WRITTEN INSTRUCTION: Print the lines of the records from the line with "of the adult" up to and including the line with "[[231, 168]]", reproducing them without change.

:: INPUT MATERIAL

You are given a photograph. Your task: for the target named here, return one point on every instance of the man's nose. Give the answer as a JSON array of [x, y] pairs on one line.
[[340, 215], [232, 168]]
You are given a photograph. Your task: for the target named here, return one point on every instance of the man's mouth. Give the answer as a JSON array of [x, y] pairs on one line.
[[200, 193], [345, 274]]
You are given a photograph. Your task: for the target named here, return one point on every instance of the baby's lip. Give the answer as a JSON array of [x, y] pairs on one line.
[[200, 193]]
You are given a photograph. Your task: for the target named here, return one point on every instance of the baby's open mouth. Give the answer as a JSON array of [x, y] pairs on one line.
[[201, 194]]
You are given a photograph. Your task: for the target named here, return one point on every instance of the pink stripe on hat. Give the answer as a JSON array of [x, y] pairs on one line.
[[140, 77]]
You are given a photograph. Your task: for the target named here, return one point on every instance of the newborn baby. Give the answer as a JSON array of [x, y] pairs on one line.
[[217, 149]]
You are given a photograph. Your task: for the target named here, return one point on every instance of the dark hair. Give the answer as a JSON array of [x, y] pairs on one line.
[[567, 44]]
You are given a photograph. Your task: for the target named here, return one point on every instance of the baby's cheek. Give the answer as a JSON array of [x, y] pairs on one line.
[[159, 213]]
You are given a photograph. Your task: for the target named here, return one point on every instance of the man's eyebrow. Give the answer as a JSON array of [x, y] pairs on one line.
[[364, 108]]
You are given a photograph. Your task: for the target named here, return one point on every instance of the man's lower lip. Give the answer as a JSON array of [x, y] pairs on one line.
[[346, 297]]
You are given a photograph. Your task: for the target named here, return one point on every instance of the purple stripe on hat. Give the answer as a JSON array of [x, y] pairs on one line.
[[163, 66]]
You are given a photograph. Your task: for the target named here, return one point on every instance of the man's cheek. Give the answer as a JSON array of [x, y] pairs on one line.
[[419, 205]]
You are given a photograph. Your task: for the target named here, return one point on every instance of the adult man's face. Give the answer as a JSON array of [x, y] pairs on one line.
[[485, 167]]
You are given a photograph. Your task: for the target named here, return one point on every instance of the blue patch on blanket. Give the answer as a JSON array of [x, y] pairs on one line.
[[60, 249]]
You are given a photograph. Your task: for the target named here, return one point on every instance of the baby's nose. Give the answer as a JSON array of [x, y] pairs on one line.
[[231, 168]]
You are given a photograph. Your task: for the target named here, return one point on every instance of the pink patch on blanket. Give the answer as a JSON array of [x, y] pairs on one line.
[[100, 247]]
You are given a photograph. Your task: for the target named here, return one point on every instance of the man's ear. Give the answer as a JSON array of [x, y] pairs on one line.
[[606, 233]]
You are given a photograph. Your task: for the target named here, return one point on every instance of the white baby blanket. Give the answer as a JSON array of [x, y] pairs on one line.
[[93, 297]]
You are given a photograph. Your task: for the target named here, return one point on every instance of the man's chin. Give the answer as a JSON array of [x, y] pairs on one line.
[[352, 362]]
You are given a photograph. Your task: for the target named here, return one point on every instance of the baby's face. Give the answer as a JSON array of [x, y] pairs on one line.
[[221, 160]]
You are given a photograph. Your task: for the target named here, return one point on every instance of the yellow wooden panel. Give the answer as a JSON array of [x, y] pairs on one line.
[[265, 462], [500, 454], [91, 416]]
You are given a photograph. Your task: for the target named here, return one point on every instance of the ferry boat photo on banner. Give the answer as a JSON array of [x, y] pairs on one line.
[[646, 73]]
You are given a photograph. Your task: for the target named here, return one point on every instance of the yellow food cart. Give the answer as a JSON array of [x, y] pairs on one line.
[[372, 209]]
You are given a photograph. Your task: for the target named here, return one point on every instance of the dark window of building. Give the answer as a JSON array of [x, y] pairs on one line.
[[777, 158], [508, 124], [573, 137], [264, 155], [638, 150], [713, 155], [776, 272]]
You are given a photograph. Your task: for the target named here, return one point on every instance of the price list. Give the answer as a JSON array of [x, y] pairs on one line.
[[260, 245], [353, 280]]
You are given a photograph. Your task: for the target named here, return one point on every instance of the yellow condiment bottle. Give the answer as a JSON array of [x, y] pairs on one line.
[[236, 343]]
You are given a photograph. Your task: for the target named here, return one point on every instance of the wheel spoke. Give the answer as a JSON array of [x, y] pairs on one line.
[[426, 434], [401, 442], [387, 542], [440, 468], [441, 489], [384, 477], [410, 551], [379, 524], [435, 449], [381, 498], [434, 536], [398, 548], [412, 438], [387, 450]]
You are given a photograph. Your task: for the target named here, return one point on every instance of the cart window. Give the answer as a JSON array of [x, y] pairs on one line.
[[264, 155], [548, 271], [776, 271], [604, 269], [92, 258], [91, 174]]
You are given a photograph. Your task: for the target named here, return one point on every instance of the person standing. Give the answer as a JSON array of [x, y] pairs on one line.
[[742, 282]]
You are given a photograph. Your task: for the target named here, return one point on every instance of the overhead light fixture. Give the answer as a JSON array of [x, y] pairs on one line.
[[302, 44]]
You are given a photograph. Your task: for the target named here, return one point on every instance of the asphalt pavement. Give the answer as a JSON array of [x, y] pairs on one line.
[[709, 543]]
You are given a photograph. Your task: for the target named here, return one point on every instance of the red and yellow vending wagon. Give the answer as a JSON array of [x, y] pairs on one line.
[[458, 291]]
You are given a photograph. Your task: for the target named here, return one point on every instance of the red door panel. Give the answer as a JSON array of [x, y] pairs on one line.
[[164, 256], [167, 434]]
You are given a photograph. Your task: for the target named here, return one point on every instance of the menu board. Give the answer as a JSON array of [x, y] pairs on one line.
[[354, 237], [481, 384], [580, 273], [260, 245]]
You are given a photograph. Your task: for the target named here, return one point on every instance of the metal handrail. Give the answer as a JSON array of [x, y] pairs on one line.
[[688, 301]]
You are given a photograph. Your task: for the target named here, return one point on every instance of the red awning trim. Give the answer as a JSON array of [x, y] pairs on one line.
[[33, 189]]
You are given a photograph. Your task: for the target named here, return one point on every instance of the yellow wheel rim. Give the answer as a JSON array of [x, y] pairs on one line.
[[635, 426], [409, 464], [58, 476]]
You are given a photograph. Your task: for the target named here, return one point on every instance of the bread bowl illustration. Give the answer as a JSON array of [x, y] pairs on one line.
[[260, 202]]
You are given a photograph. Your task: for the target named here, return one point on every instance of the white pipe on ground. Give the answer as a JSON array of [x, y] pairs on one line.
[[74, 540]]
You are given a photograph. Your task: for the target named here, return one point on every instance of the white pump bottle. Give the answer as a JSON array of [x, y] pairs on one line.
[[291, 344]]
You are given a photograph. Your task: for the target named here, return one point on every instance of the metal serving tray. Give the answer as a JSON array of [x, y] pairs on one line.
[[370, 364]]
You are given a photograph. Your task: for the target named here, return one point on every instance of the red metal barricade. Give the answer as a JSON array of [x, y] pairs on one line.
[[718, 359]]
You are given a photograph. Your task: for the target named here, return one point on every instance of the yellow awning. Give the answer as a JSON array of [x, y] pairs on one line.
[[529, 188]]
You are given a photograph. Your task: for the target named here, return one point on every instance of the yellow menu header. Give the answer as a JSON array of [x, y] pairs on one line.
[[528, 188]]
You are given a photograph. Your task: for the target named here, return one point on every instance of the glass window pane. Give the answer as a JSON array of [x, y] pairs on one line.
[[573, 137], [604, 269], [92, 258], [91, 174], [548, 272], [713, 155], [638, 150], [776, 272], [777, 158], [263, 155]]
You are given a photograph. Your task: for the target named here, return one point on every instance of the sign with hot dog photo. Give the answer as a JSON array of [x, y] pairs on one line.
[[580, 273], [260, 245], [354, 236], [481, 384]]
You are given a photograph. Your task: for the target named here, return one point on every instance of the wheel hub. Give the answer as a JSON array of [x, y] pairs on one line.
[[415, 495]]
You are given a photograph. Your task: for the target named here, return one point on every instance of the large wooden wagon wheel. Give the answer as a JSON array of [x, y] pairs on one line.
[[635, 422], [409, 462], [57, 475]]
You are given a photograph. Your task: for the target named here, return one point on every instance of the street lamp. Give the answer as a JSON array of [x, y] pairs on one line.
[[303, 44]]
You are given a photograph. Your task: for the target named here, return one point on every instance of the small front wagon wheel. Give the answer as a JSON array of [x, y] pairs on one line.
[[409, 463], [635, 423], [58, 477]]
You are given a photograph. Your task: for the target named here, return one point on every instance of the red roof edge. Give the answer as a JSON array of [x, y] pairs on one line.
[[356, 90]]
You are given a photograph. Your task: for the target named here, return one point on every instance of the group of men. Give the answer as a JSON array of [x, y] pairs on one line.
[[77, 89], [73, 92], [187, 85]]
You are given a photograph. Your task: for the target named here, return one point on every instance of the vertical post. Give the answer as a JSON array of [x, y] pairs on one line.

::::

COMPLETE OUTPUT:
You are given a photograph. Your task: for the target named here, return one point on every instance of the adult man's face. Give the answer as a JSON array of [x, y] pairs on one line.
[[485, 167]]
You are given a photograph. Your task: for the target named here, return one point on every instance of the blue patch on blanket. Give the answer as a JSON array of [x, y] pairs on one line.
[[60, 249]]
You are given a photograph. Your task: for the target named here, return one point on every instance of the baby's nose. Give the answer as a JSON array of [x, y] pairs on one line.
[[231, 168]]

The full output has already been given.